## Exercise task
Convert the lines of the listing below into a JSON list of strings, one string per line and blank lines omitted. Start at the line containing "Can you find the smaller" and end with the final line of the listing.

## Material provided

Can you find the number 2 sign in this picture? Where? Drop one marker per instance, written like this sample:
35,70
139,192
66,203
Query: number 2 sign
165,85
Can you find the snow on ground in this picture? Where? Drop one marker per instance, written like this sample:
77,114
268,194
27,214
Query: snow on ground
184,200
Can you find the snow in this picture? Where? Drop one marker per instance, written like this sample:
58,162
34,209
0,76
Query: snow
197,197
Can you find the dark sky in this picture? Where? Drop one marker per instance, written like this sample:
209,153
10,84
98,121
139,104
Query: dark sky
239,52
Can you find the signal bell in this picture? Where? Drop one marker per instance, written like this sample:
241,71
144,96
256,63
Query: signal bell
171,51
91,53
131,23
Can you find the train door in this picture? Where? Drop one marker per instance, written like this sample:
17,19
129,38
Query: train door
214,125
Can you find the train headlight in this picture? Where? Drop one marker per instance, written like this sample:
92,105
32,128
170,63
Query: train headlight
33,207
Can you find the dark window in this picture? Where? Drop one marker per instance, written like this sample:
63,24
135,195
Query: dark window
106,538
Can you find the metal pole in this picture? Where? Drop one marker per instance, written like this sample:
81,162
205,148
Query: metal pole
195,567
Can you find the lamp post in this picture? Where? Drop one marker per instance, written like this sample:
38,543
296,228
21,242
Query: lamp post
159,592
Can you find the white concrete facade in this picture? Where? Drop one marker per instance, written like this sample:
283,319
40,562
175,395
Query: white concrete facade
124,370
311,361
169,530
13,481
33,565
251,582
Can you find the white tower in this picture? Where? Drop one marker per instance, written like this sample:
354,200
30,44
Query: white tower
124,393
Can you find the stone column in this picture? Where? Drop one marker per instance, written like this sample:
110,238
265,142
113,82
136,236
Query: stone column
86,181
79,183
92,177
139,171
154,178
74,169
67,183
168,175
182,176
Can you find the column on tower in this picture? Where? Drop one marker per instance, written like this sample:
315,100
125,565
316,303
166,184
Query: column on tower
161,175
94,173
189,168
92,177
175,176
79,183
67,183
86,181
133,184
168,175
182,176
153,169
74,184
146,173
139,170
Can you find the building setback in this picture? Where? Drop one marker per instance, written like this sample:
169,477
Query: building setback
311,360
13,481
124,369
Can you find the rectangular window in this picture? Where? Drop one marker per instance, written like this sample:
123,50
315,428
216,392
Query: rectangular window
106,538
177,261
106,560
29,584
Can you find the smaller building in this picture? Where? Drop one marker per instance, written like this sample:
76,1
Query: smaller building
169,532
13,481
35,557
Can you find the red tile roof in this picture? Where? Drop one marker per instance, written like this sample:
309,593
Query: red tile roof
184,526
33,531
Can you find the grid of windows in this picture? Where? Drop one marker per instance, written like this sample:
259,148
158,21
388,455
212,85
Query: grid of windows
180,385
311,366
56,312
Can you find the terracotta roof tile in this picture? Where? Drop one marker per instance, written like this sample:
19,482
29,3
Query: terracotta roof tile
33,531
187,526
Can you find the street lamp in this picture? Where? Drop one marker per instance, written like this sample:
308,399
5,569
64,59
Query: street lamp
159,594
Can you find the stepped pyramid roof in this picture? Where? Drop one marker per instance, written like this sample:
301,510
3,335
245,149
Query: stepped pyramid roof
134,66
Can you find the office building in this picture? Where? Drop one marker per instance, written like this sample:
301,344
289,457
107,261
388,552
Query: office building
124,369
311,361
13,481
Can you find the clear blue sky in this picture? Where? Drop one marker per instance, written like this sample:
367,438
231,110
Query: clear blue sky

## Exercise answer
[
  "Can you find the smaller building in this picture? Where? Drop one marker per instance, written like this sample:",
  "76,1",
  "Query: smaller building",
  "169,532",
  "13,481",
  "35,557",
  "Can you find the red tile roof in this picture? Where? Drop one marker per instance, written like this sample:",
  "309,593",
  "Query: red tile roof",
  "184,526",
  "33,531",
  "Can you find the grid of windows in this picture? Where? Drop one marker per instance, written like this sample:",
  "259,148",
  "158,21",
  "388,455",
  "212,85",
  "Query: grid of windows",
  "180,385",
  "311,366",
  "56,312",
  "Can you find the terracotta roof tile in this picture? Where? Drop one marker per instance, written like this sample:",
  "19,482",
  "29,3",
  "Query: terracotta roof tile",
  "33,531",
  "187,526",
  "Can you find the street lamp in this picture? Where? Drop one marker per instance, written like this sample:",
  "308,399",
  "5,569",
  "64,59",
  "Query: street lamp",
  "159,594",
  "Can you find the stepped pyramid roof in this picture? Where? Drop one marker per instance, written like this sample:",
  "301,510",
  "3,335",
  "245,149",
  "Query: stepped pyramid roof",
  "134,66",
  "Can you find the office building in this picture? Where? Drop one marker per instance, written like this sample:",
  "301,344",
  "289,457",
  "107,261",
  "388,552",
  "Query: office building",
  "124,369",
  "311,361",
  "13,481",
  "Can you find the clear blue sky in this picture? Where? Drop one marker per instance, written like this sample:",
  "367,438",
  "231,110",
  "Query: clear blue sky"
]